Write out, character for character, the line containing "Query: flower stem" and all lines after it up to the end of the listing.
----- Data supplied -----
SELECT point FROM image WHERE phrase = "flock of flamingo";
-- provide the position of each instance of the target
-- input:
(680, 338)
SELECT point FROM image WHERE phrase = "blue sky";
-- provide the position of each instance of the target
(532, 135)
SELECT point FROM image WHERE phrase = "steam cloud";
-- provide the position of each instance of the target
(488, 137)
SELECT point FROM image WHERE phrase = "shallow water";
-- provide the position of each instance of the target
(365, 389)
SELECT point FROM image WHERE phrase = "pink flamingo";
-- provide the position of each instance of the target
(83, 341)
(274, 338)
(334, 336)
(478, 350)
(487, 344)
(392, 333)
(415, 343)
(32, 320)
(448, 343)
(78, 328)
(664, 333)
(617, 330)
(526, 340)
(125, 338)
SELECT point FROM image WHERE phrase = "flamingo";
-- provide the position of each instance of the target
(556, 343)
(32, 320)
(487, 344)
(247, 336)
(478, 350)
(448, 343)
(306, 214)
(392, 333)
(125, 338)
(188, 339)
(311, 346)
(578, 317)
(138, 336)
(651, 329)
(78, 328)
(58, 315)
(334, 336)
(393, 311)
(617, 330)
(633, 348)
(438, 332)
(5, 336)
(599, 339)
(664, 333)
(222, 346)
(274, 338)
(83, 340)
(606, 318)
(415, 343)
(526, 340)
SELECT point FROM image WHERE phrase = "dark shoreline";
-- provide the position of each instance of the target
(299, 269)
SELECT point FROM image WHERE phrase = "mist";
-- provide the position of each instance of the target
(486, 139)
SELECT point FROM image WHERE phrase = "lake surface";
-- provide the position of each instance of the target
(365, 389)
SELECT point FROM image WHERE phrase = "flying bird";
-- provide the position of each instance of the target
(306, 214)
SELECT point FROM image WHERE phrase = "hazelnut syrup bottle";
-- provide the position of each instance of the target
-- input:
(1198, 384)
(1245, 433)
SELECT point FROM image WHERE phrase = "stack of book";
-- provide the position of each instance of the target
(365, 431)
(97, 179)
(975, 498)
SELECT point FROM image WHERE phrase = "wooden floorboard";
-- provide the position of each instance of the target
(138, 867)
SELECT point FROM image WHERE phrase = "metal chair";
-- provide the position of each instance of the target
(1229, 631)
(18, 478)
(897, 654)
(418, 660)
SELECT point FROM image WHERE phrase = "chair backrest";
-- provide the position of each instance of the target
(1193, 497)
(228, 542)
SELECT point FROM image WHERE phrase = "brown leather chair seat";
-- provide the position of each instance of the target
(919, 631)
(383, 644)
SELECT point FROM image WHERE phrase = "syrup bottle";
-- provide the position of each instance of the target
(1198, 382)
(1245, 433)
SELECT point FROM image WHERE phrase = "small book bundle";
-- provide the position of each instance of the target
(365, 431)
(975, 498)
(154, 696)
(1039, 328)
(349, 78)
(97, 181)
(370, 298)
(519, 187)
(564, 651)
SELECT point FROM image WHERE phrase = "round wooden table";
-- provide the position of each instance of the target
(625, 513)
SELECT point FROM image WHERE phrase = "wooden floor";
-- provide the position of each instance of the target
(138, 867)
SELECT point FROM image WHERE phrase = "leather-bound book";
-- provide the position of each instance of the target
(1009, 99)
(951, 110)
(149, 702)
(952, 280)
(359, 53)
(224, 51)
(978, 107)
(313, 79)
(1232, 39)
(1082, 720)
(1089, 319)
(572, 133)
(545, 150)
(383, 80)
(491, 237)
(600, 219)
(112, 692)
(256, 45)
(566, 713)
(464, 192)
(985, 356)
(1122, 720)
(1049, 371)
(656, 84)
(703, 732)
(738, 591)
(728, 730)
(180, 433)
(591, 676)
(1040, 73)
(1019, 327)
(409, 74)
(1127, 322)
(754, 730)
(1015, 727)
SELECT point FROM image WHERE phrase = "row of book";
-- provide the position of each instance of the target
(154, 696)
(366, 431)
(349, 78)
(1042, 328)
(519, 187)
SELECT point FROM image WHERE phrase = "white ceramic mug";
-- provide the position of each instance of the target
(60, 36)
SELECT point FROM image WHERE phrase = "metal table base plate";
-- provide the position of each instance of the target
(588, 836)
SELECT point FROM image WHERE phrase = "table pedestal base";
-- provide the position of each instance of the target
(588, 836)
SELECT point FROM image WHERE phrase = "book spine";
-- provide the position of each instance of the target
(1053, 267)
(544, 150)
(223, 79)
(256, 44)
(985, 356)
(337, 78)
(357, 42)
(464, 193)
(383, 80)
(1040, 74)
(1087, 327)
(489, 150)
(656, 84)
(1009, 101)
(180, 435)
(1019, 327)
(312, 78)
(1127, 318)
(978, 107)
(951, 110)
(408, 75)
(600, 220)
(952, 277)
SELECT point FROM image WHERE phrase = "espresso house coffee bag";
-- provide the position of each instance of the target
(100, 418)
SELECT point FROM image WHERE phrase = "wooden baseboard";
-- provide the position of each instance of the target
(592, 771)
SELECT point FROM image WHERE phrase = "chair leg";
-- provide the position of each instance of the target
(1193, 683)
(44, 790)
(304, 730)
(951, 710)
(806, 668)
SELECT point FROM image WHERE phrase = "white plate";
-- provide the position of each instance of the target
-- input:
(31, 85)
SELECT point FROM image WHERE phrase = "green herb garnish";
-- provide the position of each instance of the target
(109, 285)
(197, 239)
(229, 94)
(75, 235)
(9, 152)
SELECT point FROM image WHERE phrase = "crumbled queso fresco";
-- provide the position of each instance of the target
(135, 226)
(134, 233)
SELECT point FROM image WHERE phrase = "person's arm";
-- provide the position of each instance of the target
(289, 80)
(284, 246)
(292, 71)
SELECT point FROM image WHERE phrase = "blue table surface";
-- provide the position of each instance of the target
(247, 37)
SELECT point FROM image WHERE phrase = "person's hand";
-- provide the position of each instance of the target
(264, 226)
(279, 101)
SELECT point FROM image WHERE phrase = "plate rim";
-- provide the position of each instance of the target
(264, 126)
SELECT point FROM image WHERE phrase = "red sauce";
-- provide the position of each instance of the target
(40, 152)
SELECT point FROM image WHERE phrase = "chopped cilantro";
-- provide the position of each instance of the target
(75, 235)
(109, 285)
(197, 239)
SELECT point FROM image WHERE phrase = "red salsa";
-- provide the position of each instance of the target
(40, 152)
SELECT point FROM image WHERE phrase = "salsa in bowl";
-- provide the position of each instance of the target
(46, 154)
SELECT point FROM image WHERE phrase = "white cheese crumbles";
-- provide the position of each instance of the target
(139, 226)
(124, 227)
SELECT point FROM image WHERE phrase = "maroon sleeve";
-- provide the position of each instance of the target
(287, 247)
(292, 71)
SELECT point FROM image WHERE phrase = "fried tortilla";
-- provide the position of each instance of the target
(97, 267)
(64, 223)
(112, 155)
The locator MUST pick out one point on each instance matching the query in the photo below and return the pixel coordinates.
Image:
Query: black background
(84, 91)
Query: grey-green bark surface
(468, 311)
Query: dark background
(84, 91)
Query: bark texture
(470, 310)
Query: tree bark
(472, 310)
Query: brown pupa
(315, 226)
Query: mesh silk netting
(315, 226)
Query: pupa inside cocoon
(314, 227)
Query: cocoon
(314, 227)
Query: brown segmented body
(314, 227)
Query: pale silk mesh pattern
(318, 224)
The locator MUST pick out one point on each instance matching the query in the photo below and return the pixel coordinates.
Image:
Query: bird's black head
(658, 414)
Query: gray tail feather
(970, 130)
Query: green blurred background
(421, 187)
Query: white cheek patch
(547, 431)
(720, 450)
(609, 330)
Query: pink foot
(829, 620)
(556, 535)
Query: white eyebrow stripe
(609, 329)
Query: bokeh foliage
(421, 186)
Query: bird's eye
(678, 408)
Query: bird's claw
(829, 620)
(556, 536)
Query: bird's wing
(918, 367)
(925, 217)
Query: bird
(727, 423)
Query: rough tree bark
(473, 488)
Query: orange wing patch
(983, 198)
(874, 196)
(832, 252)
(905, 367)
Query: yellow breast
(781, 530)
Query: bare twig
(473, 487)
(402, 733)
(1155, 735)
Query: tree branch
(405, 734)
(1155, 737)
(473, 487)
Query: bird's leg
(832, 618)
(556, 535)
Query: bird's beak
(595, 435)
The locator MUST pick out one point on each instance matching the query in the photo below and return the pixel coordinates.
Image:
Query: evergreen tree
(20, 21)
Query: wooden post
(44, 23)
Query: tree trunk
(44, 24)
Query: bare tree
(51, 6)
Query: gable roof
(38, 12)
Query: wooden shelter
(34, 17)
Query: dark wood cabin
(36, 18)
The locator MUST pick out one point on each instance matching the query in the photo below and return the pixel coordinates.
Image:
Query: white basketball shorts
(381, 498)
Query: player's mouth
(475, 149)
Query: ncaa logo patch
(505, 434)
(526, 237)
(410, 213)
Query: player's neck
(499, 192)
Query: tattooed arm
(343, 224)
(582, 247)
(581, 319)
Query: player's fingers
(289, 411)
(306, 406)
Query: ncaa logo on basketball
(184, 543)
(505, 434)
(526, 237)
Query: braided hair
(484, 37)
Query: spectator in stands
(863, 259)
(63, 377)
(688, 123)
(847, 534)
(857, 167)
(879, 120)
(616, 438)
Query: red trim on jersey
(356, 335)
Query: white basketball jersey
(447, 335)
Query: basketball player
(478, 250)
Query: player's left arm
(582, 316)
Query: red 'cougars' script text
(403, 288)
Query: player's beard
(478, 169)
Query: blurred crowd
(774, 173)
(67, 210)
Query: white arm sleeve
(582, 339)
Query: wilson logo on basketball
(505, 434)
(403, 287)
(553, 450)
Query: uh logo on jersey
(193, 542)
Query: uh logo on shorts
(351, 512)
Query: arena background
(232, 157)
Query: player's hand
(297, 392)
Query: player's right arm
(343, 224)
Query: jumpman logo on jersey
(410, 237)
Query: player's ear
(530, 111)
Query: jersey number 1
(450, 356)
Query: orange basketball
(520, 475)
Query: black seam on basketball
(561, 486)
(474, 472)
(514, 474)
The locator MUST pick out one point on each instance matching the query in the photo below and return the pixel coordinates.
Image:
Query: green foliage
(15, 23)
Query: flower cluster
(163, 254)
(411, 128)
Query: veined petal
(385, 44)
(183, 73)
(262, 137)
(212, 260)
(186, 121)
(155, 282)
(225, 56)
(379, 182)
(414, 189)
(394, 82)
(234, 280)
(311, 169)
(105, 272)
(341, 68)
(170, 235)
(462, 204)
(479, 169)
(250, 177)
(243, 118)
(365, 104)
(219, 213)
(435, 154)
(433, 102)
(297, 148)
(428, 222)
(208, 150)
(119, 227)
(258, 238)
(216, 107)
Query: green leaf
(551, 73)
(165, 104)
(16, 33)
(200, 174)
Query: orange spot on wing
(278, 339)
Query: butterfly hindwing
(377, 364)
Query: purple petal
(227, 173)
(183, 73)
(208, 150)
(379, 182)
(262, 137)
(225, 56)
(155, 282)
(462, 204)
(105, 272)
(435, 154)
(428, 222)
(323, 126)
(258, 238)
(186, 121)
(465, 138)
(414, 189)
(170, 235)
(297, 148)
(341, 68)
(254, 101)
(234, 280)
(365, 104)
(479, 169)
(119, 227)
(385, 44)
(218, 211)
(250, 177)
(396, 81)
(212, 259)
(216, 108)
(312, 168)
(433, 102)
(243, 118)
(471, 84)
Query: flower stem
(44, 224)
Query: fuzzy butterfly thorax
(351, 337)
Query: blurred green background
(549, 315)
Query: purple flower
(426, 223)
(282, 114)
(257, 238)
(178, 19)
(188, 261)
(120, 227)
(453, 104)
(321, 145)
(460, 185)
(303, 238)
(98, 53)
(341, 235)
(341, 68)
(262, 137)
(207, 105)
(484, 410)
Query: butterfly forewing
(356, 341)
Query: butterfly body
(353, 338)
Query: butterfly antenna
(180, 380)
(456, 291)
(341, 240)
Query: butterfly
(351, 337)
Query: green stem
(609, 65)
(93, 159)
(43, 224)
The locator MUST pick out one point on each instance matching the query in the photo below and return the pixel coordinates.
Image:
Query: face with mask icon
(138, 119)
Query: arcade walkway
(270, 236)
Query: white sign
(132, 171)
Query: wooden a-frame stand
-----
## Solution to this problem
Query: flower stem
(44, 224)
Query: fuzzy butterfly thorax
(351, 337)
Query: blurred green background
(549, 315)
Query: purple flower
(426, 223)
(282, 114)
(257, 238)
(178, 19)
(188, 261)
(120, 227)
(453, 104)
(321, 145)
(460, 185)
(303, 238)
(98, 53)
(341, 235)
(341, 68)
(262, 137)
(207, 105)
(484, 410)
Query: butterfly forewing
(356, 341)
Query: butterfly body
(353, 338)
Query: butterfly antenna
(180, 380)
(456, 291)
(341, 240)
Query: butterfly
(351, 337)
Query: green stem
(609, 65)
(93, 159)
(43, 224)
The locator MUST pick out one point on each instance matching the query in the photo below and return the pixel coordinates.
Image:
Query: face with mask icon
(138, 119)
Query: arcade walkway
(270, 236)
Query: white sign
(132, 171)
Query: wooden a-frame stand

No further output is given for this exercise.